Begin at the line below that contains "Note to the class: point out every instance of the sky". Repeat it and all remaining lines of the records exactly.

>> START Entries provided

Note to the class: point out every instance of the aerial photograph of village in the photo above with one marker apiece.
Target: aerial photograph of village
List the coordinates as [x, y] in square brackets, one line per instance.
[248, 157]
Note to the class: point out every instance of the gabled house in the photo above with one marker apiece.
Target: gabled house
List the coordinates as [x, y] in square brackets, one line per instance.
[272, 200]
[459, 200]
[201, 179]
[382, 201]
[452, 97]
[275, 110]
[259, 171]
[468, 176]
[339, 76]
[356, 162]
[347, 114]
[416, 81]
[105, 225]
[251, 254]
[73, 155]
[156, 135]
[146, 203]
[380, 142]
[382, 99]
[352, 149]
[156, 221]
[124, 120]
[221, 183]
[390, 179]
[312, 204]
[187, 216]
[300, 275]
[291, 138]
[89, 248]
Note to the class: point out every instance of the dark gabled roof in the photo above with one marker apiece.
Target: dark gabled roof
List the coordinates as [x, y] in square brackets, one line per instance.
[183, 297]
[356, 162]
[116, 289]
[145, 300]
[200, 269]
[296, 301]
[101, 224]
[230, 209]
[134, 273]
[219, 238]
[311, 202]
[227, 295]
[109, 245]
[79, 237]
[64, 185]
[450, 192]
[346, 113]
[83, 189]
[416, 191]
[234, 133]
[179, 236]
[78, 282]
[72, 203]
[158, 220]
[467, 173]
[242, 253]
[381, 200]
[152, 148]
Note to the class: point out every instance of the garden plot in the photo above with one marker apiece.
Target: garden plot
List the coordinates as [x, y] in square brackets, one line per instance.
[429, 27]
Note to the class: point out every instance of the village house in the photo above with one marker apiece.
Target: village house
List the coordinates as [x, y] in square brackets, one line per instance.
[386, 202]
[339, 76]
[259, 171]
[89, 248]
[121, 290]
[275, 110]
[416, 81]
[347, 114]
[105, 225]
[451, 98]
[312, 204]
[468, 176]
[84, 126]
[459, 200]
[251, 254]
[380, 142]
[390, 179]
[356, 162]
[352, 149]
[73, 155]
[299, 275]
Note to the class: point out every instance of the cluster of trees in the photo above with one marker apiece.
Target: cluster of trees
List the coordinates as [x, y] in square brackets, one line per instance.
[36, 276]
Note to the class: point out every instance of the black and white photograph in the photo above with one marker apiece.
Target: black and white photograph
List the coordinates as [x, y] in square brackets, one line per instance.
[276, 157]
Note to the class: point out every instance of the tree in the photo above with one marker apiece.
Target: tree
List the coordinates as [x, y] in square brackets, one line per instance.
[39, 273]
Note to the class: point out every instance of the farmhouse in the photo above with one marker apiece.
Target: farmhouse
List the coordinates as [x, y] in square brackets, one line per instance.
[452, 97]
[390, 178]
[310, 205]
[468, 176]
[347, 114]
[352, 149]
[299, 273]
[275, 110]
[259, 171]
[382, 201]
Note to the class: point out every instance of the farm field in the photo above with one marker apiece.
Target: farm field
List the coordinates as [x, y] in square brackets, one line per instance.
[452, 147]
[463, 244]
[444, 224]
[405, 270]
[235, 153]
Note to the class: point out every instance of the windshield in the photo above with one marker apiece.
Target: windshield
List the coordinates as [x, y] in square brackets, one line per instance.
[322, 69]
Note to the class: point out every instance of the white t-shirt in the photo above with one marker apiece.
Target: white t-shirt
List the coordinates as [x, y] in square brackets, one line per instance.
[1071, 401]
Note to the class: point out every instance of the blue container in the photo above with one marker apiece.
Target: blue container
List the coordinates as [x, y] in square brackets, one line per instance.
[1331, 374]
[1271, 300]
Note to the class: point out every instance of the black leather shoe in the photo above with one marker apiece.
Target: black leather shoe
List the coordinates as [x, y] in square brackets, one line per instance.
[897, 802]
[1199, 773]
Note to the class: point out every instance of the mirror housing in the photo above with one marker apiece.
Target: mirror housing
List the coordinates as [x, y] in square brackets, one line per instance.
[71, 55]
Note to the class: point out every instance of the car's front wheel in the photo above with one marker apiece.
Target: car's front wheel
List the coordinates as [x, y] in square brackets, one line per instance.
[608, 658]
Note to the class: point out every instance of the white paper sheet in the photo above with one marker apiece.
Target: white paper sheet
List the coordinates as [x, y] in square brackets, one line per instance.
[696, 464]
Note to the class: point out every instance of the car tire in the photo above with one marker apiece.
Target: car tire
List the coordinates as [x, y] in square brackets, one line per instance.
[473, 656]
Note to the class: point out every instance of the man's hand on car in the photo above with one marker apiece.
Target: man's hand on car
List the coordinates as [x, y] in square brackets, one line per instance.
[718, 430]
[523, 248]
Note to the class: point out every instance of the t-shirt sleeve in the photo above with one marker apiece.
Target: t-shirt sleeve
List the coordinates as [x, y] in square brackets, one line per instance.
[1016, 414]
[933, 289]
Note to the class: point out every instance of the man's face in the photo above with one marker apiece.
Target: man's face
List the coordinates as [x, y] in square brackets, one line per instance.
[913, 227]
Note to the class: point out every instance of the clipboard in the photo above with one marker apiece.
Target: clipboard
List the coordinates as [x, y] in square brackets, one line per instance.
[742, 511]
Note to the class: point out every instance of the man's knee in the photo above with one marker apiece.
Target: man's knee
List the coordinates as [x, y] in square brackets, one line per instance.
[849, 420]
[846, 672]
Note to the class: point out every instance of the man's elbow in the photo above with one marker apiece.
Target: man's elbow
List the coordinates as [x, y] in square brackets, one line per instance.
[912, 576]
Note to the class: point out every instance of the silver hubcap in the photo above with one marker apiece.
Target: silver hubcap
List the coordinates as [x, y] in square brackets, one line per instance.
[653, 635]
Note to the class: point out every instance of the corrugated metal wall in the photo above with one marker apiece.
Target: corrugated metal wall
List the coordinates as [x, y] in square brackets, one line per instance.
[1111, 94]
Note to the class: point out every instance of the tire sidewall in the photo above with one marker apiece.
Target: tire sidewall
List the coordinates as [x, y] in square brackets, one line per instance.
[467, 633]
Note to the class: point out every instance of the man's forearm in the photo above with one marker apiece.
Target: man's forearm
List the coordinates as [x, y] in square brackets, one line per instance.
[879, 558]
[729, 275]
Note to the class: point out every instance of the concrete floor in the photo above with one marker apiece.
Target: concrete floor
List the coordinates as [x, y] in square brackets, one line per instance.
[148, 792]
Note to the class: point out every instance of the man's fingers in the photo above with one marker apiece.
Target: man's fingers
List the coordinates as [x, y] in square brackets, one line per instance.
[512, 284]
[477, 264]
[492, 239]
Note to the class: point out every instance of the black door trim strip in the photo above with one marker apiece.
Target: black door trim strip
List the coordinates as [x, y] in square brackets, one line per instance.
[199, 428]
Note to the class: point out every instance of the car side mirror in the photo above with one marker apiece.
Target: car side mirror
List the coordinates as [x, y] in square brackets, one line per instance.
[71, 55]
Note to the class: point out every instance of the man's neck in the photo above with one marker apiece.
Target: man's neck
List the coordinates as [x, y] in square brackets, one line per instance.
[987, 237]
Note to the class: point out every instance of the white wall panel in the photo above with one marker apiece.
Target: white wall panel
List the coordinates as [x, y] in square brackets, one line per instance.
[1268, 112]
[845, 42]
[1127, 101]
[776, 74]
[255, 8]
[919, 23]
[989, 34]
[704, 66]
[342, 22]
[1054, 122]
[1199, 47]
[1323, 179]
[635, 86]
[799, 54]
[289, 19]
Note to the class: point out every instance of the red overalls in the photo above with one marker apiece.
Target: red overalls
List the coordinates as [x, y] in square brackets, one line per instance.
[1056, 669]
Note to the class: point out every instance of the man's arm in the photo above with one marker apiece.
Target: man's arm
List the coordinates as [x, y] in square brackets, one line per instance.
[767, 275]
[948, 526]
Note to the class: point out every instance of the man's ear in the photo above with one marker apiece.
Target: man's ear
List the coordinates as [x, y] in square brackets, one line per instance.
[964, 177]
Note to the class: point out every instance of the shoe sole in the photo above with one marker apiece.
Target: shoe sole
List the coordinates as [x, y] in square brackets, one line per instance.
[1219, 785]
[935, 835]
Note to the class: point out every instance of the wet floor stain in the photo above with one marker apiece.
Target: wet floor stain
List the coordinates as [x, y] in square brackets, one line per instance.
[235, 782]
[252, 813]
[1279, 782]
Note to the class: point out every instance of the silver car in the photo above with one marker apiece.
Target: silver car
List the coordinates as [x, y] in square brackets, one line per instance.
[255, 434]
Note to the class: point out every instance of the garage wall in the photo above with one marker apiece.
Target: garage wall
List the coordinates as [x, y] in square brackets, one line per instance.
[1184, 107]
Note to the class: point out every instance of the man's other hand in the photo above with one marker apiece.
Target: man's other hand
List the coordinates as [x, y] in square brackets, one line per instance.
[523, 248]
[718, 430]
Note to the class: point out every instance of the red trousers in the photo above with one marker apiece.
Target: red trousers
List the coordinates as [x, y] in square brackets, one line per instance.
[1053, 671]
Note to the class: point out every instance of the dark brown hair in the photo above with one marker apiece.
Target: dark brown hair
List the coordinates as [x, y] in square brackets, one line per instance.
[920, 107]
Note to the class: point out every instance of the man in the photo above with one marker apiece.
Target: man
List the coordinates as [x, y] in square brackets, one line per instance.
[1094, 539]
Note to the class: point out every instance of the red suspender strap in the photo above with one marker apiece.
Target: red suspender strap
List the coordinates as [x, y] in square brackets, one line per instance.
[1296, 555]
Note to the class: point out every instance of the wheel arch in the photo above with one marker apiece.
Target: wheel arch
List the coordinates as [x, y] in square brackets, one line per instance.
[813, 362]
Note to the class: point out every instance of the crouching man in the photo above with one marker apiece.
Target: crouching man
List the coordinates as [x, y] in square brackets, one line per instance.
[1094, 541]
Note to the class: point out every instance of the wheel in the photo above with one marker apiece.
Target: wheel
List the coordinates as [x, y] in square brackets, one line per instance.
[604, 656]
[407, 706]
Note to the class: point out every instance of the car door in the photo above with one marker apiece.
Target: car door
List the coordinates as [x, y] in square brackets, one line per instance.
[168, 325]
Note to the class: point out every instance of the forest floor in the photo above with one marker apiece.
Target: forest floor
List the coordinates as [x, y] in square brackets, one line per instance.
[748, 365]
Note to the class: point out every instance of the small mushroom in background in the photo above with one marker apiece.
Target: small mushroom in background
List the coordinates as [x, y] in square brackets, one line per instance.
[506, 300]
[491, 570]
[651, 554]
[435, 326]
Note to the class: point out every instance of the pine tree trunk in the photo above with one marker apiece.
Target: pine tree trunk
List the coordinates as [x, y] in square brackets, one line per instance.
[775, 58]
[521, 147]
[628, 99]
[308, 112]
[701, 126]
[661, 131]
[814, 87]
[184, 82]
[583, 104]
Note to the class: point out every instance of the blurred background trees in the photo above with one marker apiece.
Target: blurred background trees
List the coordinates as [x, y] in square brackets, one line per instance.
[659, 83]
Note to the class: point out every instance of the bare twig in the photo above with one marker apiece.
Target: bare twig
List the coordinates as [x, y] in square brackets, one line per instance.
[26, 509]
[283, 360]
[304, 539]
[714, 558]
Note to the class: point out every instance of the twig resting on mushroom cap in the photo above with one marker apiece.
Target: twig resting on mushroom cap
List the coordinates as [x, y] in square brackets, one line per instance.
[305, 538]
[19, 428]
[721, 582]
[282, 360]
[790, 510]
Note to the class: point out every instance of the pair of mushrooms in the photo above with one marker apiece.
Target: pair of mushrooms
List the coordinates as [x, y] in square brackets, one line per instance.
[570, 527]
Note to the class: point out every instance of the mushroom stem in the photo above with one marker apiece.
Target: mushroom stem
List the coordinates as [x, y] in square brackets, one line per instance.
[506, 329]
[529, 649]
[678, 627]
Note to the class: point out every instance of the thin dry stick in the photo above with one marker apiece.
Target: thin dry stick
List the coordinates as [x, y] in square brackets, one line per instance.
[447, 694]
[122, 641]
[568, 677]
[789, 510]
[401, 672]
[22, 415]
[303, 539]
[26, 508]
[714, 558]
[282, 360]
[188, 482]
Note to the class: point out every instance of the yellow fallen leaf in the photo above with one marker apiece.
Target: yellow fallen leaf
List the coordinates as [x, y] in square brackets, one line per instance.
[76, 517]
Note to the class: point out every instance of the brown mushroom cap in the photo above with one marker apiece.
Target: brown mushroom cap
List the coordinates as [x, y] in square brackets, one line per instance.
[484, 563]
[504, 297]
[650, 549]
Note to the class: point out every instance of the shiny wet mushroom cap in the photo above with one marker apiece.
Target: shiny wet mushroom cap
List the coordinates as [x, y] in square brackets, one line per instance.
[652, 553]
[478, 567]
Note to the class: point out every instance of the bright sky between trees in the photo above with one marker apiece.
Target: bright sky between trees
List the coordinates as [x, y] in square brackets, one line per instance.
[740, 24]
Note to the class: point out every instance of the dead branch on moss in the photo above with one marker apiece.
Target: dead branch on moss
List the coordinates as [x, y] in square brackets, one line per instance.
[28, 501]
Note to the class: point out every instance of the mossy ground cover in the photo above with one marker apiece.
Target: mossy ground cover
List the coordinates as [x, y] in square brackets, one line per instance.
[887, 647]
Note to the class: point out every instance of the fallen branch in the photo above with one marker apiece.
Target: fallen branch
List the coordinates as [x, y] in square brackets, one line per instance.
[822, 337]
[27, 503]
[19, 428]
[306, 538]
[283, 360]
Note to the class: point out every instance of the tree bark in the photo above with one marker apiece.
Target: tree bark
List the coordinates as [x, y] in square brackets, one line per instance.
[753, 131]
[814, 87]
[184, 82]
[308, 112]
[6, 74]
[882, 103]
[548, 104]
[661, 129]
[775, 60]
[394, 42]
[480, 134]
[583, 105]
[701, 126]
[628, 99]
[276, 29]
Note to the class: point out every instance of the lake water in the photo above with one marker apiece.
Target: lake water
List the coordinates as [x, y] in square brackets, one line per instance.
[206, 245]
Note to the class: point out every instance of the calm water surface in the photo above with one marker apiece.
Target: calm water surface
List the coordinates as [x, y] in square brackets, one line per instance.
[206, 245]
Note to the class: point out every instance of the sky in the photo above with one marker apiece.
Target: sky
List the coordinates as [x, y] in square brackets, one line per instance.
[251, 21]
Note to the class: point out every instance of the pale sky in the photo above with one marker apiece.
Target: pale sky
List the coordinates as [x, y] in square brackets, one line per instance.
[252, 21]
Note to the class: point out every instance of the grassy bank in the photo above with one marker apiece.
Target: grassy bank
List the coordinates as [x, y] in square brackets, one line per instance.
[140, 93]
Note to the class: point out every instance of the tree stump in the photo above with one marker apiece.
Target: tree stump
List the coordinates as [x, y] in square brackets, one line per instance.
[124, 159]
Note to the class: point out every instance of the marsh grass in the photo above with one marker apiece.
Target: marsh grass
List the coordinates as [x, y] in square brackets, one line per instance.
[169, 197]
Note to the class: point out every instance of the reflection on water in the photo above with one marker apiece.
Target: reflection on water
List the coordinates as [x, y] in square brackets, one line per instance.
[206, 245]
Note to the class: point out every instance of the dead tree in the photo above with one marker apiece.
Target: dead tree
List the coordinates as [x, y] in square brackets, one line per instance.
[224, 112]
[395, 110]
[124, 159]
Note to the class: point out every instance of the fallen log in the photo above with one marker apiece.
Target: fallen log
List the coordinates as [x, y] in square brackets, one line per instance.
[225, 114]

>> END Entries provided

- _The result_
Note to the class: point out every instance of the sky in the photo above with one marker apiece.
Target: sky
List the coordinates as [x, y] in square brackets, one line per instance.
[251, 21]
Note to the class: point out every instance of the pale sky in the photo above with one marker apiece.
Target: pale sky
List the coordinates as [x, y] in square brackets, one line per instance.
[252, 21]
Note to the class: point out every instance of the grassy bank in the photo above with one marker apiece.
Target: grassy bank
List the coordinates as [x, y] in square brackets, one line per instance.
[140, 93]
Note to the class: point out every instance of the tree stump in the photo above with one marker apiece.
Target: tree stump
List the coordinates as [x, y] in square brackets, one line per instance.
[124, 159]
Note to the class: point out every instance of the marsh grass in the photo above with one marker apiece.
Target: marsh grass
List the coordinates as [x, y] in square brackets, one line per instance.
[169, 197]
Note to the class: point out every instance of the reflection on water in the photo above with one marker apiece.
Target: reflection on water
List the coordinates as [x, y] in square brackets, one line per instance.
[206, 245]
Note to the class: point out every instance of the dead tree in the photo above with one marker apiece.
Target: dead tree
List the coordinates as [x, y] in square brackets, one line per instance.
[224, 112]
[395, 110]
[124, 159]
Note to the class: point out every instance of the fallen log in the photo above with one marker apiece.
Target: fallen log
List the coordinates as [x, y] in square brackets, one line per instance.
[225, 114]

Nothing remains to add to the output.